A few places sell groceries. “Groceries” in Thailand means foodstuffs, produce, meat, dairy, and that sixth food group alcohol. All you need to be a grocer is a vehicle to go out in the early AM to the outskirts of town and bargain for your products, a large piece of canvas to lay in the street to stack your products on, and once you make it big a refrigerated cooler for the beers and soda. The refrigerated cooler is their key to easy street. If you have cold beer you WILL have a lot of customers.

There is also a fix-it shop. Armed with a minimum of tools these guys will fix anything from your television to your tractor. It doesn’t matter if they don’t even know what a Playstation is.. they’ll know someone who does. Just drop it off and they’ll take care of it. Next door is a lady with a cart with brown paper, boxes, and tape. You can leave your mail and packages with her. She’ll wrap them, weigh them, and charge you the going rate for postage and 20 baht for her trouble and materials. She’s never lost a single letter or package she’s sent for me and it saves me the 3 km drive to the post office, finding a parking place, taking a number and waiting in line for 30 minutes or so. A few times I’ve caught her at about 11 PM pushing her cart piled high with metered boxes and letters down the main thanon on her way to the post office.

━━━━━━━━━━

▶ Brief 1: In the passage on local shops in Thailand, what does the lady with the cart charge on top of postage?
▶ Brief 2: Write the next part of the passage on local shops in Thailand.
The listing that comes next is separate material and has no connection to the passage on local shops in Thailand.

━━━━━━━━━━

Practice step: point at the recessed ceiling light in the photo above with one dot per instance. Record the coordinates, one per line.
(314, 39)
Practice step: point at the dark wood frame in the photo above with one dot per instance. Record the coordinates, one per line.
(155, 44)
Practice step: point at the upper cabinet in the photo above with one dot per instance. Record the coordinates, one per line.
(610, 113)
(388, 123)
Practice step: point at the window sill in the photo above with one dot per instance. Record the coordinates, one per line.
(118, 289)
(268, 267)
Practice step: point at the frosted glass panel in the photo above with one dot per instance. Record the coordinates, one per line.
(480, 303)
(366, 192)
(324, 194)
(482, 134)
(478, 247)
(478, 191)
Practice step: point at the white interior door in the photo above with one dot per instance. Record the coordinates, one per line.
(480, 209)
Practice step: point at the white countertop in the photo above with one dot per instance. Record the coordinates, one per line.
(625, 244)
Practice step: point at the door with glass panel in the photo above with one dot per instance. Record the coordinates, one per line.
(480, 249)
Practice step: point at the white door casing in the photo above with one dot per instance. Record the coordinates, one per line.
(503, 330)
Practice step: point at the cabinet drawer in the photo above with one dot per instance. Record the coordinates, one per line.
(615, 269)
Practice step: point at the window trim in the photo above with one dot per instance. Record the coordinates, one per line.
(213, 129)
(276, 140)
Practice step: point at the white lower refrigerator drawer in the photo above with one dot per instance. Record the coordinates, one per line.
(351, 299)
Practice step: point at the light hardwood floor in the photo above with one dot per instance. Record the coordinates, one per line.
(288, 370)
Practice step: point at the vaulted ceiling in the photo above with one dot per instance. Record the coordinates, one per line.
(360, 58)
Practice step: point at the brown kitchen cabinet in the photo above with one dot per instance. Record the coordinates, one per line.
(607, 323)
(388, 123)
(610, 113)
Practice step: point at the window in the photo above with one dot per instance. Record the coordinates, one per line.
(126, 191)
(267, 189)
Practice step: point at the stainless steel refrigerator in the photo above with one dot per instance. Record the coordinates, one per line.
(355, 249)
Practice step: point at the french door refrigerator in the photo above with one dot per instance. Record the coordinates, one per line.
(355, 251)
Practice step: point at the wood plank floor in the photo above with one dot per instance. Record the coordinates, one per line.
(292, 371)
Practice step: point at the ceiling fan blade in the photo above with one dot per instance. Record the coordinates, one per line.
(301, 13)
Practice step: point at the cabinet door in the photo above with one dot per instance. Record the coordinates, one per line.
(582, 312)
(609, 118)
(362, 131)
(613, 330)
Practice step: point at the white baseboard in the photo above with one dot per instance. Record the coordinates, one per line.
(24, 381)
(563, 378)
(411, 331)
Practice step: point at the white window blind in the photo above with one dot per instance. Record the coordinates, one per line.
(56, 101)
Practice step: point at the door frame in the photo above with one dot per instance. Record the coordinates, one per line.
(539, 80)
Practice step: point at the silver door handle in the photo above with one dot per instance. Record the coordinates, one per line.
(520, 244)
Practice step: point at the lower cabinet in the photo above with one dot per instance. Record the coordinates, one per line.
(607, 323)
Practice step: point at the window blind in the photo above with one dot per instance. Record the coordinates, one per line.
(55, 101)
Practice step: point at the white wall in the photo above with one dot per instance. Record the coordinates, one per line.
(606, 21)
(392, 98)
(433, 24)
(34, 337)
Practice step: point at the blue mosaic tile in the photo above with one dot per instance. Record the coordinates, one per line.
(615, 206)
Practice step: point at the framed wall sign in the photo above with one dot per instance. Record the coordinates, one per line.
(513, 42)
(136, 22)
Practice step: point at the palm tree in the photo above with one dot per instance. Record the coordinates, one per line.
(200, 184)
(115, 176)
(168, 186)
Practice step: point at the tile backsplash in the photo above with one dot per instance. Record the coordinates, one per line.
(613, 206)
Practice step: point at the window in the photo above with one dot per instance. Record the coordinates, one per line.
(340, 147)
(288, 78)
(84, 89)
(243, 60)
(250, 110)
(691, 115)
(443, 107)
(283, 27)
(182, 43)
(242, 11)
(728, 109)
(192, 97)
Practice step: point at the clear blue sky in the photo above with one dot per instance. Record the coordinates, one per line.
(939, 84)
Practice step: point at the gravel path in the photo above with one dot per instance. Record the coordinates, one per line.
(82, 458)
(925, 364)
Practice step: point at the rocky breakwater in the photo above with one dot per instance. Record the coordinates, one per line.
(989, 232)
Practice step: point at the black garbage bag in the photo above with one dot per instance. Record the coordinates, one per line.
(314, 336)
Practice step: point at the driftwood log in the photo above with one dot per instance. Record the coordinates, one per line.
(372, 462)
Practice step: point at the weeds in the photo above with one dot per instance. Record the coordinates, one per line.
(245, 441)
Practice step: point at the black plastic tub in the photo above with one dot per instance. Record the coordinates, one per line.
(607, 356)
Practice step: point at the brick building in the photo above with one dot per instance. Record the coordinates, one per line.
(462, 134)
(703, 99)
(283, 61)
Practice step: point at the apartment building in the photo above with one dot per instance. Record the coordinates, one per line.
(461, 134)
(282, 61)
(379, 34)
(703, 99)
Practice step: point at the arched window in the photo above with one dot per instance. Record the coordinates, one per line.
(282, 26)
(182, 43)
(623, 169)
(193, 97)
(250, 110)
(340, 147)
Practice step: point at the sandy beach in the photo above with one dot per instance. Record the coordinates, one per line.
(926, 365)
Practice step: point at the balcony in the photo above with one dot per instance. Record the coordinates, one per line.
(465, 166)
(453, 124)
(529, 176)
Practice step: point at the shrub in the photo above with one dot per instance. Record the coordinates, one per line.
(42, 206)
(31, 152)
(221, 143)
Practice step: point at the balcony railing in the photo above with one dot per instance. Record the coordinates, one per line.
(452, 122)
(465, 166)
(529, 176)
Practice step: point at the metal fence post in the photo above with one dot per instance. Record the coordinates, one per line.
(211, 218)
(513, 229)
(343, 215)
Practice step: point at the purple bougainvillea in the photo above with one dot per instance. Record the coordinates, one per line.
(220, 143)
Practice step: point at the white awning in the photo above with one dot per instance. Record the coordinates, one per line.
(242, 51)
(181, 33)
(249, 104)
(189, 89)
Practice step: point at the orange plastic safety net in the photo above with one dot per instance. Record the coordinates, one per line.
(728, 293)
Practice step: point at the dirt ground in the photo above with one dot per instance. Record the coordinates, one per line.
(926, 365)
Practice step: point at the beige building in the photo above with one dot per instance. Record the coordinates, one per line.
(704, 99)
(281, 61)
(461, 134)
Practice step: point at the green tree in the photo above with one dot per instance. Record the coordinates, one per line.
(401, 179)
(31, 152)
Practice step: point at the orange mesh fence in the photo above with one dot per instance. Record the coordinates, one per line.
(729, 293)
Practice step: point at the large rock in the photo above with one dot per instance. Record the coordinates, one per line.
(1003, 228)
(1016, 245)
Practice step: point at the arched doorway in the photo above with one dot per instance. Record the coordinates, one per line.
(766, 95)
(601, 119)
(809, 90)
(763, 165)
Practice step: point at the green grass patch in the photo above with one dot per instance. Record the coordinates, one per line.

━━━━━━━━━━

▶ Your response 1: 20 baht for her trouble and materials.

▶ Your response 2:
When I was a kid we had the Fuller Brush man. Brooms, mops, hair brushes, toilet brushes, if it had a bristle or string the guy sold it. My mom would buy what she needed from him and he was grateful. If you need a broom now you’d better put it on your list for your next Costco shopping adventure. Here in my soi an old man pushes a cart loaded with freshly made brooms, dusters and sweeps. I call him the Somchai Brush man. Business for him is good. I buy at least two new brooms a month from him to sweep up the parrot food that falls outside the cage.

It’s easy to find a lot of bad things and inconveniences about Thailand, and boy do people enjoy pointing them out and writing about them. I don’t think I’ve ever lived anywhere, east or west, where I couldn’t find a bucket load of things to complain about. However, we’re all here living in Thailand and enjoying it and we all give somewhat different but mostly the same reasons. Thailand isn’t like the west. Warts and all, and maybe you’ve never thought of it in these terms, but I think the reason we all most enjoy living in Thailand.. is The Little Man.. Please, lets help keep it this way.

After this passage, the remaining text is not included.